Count the lines in the records below that contain the string "positive", matching case exactly, and give only that number.

#### [Dataset entries]
++++++++

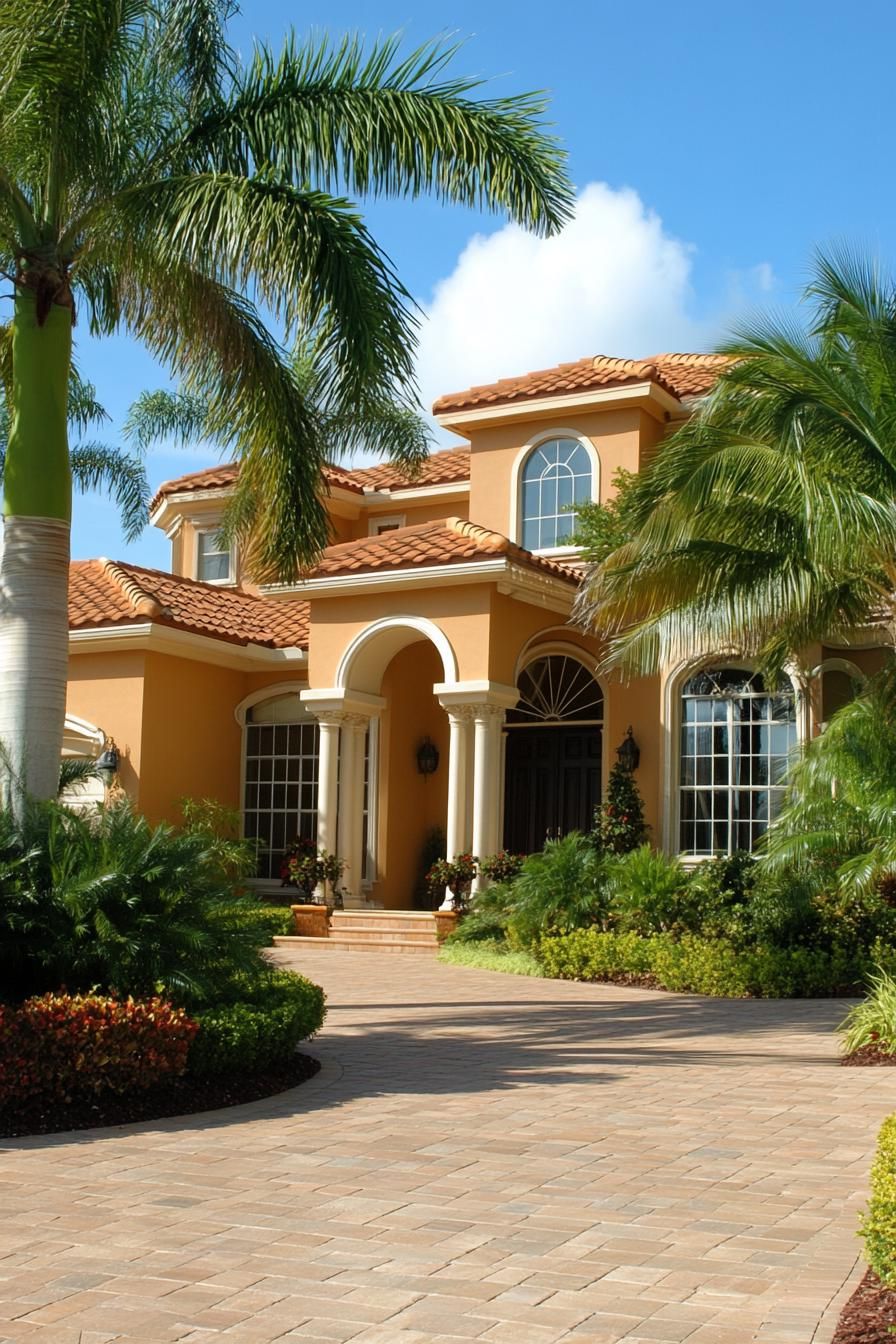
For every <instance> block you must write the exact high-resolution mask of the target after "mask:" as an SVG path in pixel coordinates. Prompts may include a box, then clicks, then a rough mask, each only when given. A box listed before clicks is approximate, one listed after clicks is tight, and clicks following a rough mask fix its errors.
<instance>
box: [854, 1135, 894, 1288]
mask: <svg viewBox="0 0 896 1344" xmlns="http://www.w3.org/2000/svg"><path fill="white" fill-rule="evenodd" d="M861 1235H862V1236H864V1238H865V1255H866V1257H868V1263H869V1265H870V1267H872V1269H873V1270H875V1273H876V1274H877V1277H879V1279H880V1281H881V1284H884V1285H885V1286H887V1288H892V1289H896V1116H889V1118H888V1120H885V1121H884V1124H883V1126H881V1130H880V1134H879V1138H877V1156H876V1157H875V1164H873V1167H872V1169H870V1199H869V1202H868V1212H866V1214H865V1218H864V1219H862V1228H861Z"/></svg>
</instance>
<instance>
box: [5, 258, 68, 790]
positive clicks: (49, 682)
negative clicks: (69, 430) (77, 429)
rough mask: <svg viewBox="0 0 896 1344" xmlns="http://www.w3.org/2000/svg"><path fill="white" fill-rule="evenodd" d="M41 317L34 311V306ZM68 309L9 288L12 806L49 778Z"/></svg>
mask: <svg viewBox="0 0 896 1344" xmlns="http://www.w3.org/2000/svg"><path fill="white" fill-rule="evenodd" d="M42 316H43V314H42ZM70 366H71V308H70V306H63V305H59V304H51V305H50V310H48V312H47V313H46V316H44V317H43V321H39V320H38V305H36V301H35V294H34V292H32V290H31V289H30V288H26V286H21V285H20V286H19V289H17V293H16V304H15V316H13V335H12V388H11V410H12V417H11V427H9V442H8V448H7V461H5V468H4V499H3V536H1V539H0V746H1V751H3V755H1V759H0V788H1V792H3V801H4V802H5V804H7V805H11V806H13V809H15V810H20V808H21V802H23V800H24V797H26V796H27V794H32V796H35V797H39V798H47V797H52V796H54V794H55V792H56V785H58V778H59V758H60V753H62V732H63V724H64V712H66V681H67V663H69V618H67V599H69V556H70V532H71V470H70V465H69V435H67V427H66V414H67V399H69V372H70Z"/></svg>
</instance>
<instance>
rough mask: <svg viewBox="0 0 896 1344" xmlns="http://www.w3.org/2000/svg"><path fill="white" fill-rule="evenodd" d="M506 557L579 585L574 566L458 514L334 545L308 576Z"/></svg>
mask: <svg viewBox="0 0 896 1344" xmlns="http://www.w3.org/2000/svg"><path fill="white" fill-rule="evenodd" d="M497 555H505V556H506V558H508V559H510V560H514V562H516V563H517V564H525V566H528V567H529V569H535V570H540V571H543V573H547V574H552V575H553V577H555V578H562V579H566V581H567V582H570V583H578V582H579V575H578V574H576V573H575V570H571V569H568V567H567V566H564V564H557V563H556V562H555V560H548V559H545V558H544V556H540V555H533V554H532V551H525V550H524V548H523V547H521V546H514V543H513V542H509V540H508V539H506V536H501V534H500V532H490V531H489V530H488V528H485V527H478V524H476V523H467V521H466V520H465V519H459V517H446V519H438V520H435V521H431V523H416V524H414V526H412V527H402V528H396V530H395V531H394V532H382V534H380V535H379V536H369V538H364V539H363V540H360V542H341V543H340V544H339V546H329V547H328V548H326V550H325V551H324V555H322V556H321V560H320V563H318V564H317V567H316V569H314V570H312V571H310V573H309V574H308V578H309V579H322V578H336V577H337V575H345V574H372V573H376V571H377V570H414V569H423V567H429V566H433V564H461V563H463V562H469V560H484V559H488V558H492V556H497Z"/></svg>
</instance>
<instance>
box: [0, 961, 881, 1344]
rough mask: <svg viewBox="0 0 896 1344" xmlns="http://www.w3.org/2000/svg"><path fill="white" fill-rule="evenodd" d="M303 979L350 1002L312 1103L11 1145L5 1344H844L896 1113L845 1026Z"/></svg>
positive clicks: (419, 961) (428, 988) (391, 964)
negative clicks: (849, 1292)
mask: <svg viewBox="0 0 896 1344" xmlns="http://www.w3.org/2000/svg"><path fill="white" fill-rule="evenodd" d="M282 960H287V961H290V962H292V964H294V965H298V966H300V968H301V969H302V970H306V972H309V973H310V974H312V976H314V977H317V978H318V980H320V981H321V982H322V984H324V985H325V986H326V991H328V993H329V1000H330V1013H329V1021H328V1027H326V1031H325V1032H324V1035H322V1036H321V1039H320V1042H317V1043H316V1047H314V1048H316V1050H317V1052H318V1054H320V1055H321V1058H322V1059H324V1070H322V1071H321V1074H320V1075H318V1077H317V1078H316V1079H314V1081H312V1082H310V1083H308V1085H305V1086H304V1087H301V1089H297V1090H296V1091H293V1093H286V1094H283V1095H282V1097H279V1098H273V1099H270V1101H269V1102H259V1103H255V1105H253V1106H244V1107H239V1109H235V1110H231V1111H216V1113H212V1114H208V1116H206V1117H196V1118H187V1120H181V1121H175V1120H172V1121H159V1122H156V1124H150V1125H140V1126H125V1128H122V1129H116V1130H95V1132H91V1133H83V1134H74V1136H54V1137H50V1138H31V1140H17V1141H5V1142H3V1144H0V1210H1V1211H3V1219H1V1220H0V1341H11V1340H15V1341H26V1340H28V1341H32V1340H34V1341H40V1344H106V1341H113V1340H145V1341H154V1344H164V1341H175V1340H180V1341H185V1344H208V1341H211V1340H215V1339H219V1337H220V1340H222V1344H223V1341H227V1344H269V1341H273V1340H290V1341H294V1344H314V1341H320V1344H324V1341H326V1344H339V1341H348V1340H351V1341H353V1344H447V1341H458V1340H481V1341H493V1344H501V1341H506V1344H555V1341H557V1340H564V1341H570V1344H584V1341H594V1344H617V1341H622V1340H625V1341H627V1344H635V1341H642V1344H680V1341H684V1340H686V1341H688V1344H752V1341H762V1344H810V1341H813V1344H826V1341H829V1340H830V1335H832V1333H833V1314H836V1313H834V1312H833V1308H832V1310H827V1312H826V1308H827V1306H829V1304H832V1302H833V1301H834V1300H836V1298H837V1296H838V1294H840V1296H841V1297H842V1293H844V1292H845V1288H844V1285H845V1281H846V1279H848V1277H849V1274H850V1273H852V1271H853V1267H854V1263H856V1257H857V1253H858V1242H857V1238H856V1235H854V1232H856V1220H857V1211H858V1210H860V1207H861V1204H862V1200H864V1193H865V1188H866V1173H868V1164H869V1157H870V1152H872V1146H873V1138H875V1132H876V1129H877V1126H879V1124H880V1121H881V1120H883V1117H884V1116H885V1114H887V1113H888V1111H889V1110H893V1109H896V1077H895V1074H896V1071H893V1073H891V1071H889V1070H861V1068H856V1070H845V1068H838V1067H837V1064H836V1039H834V1038H833V1035H832V1028H833V1025H834V1024H836V1023H837V1020H838V1017H840V1016H841V1015H842V1008H844V1005H842V1004H838V1003H724V1001H712V1000H705V999H697V997H685V996H672V995H661V993H652V992H646V991H635V989H615V988H609V986H592V985H574V984H563V982H556V981H535V980H523V978H514V977H509V976H506V977H505V976H496V974H489V973H484V972H474V970H461V969H458V968H451V966H443V965H439V964H438V962H433V961H430V960H429V958H423V957H419V958H418V957H411V956H407V957H400V956H377V954H376V953H351V952H334V950H332V949H326V950H313V949H308V950H302V952H301V953H298V954H296V953H292V952H290V953H289V954H283V956H282ZM822 1320H823V1324H822Z"/></svg>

++++++++

#### [Your solution]
2